[[ Dataset content open ]]

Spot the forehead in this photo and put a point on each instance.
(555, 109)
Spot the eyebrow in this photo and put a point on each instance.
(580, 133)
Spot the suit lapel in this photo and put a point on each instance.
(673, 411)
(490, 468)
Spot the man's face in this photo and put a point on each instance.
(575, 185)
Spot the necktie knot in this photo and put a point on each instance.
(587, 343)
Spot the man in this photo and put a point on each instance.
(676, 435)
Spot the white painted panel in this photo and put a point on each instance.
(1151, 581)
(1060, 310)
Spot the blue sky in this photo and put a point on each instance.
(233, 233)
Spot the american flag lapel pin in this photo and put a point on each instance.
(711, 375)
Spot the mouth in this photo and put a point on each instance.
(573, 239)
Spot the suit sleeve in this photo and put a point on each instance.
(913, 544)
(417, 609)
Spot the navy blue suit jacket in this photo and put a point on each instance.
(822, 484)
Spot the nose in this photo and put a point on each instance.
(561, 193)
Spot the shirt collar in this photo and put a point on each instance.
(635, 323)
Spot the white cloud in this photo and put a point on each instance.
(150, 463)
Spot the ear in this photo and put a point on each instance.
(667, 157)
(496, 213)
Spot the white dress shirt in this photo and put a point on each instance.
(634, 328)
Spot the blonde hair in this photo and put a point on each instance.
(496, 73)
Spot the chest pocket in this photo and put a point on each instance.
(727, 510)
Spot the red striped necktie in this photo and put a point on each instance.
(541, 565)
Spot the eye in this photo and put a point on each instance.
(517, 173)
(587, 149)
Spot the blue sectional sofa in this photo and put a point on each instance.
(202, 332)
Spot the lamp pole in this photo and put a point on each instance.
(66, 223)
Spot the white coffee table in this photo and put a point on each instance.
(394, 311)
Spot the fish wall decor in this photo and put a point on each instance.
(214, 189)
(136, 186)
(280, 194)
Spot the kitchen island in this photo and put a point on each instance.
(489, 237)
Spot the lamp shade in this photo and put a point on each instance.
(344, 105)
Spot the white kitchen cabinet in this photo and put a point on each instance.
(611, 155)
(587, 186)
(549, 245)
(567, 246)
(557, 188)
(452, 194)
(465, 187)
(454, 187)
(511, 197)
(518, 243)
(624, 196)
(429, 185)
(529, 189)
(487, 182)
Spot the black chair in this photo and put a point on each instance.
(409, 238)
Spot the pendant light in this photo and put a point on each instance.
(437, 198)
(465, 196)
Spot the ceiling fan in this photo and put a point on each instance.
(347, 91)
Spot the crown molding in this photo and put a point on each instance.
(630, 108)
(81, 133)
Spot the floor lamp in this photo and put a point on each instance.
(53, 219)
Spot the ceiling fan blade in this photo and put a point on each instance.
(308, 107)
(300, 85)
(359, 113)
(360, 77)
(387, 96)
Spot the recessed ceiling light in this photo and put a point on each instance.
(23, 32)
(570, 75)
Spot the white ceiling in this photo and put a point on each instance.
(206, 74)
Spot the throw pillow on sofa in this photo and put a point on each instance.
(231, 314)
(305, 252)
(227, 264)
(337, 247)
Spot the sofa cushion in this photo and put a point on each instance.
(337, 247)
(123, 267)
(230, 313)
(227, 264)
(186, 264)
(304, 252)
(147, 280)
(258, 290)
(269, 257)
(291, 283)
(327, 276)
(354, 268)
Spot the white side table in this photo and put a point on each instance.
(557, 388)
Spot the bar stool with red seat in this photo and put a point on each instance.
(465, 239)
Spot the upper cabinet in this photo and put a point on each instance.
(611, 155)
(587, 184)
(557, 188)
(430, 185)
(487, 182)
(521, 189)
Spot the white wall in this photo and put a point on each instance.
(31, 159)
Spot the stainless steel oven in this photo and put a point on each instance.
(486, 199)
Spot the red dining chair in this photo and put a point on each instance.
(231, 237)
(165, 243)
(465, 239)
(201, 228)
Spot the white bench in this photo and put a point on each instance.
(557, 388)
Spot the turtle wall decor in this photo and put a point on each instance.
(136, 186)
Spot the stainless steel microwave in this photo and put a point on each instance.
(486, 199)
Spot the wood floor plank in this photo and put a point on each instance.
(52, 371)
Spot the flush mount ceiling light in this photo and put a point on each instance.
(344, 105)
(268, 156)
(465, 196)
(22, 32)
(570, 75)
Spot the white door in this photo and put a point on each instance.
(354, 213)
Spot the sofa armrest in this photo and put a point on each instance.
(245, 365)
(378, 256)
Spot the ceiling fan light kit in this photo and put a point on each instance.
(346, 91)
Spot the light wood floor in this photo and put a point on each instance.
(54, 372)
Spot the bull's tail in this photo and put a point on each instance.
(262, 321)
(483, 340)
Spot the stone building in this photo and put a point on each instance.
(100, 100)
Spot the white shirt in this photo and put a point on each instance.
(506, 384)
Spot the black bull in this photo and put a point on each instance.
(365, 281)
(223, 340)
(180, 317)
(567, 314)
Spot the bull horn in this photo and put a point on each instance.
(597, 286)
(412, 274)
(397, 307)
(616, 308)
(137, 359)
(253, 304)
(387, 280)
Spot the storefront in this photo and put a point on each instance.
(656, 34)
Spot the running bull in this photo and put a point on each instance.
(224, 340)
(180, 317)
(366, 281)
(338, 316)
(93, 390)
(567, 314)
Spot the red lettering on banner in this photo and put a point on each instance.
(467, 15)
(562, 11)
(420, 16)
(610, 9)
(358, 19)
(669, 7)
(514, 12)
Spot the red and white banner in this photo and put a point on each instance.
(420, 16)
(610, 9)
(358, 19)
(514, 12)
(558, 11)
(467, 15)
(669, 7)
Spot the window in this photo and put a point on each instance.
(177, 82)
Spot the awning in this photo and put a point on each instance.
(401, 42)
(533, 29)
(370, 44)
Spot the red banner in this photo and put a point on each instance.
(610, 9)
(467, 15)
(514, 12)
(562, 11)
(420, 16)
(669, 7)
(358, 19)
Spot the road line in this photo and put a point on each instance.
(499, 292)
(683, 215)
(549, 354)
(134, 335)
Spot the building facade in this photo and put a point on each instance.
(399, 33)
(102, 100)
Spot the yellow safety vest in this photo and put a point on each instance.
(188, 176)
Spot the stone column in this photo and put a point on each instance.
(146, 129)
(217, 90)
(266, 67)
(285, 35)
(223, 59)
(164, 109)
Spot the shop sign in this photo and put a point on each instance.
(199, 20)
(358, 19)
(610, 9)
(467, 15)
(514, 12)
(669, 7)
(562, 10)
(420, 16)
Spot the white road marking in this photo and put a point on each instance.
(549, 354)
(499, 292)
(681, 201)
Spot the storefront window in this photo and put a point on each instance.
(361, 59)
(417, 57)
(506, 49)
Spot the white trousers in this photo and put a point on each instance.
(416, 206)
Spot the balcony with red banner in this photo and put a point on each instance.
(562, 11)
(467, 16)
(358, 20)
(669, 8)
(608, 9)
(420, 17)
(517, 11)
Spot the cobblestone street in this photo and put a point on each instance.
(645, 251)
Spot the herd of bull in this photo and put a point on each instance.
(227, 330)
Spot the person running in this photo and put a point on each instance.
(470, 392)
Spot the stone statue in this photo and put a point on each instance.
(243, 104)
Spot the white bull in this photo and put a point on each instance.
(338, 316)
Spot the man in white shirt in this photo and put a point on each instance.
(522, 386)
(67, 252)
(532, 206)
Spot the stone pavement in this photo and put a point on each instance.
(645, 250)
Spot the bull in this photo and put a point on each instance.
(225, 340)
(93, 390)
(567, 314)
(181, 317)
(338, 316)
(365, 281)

[[ Dataset content closed ]]

* Goal of the exercise *
Copy out exactly the lines that run from the one holding "Spot the stone pavement" through the end of the data above.

* Solution to the problem *
Spot the stone pavement in this photo and put a point on each instance.
(645, 250)
Spot the bull in this photo and put a point on each instance.
(225, 340)
(93, 390)
(567, 314)
(181, 317)
(338, 316)
(365, 281)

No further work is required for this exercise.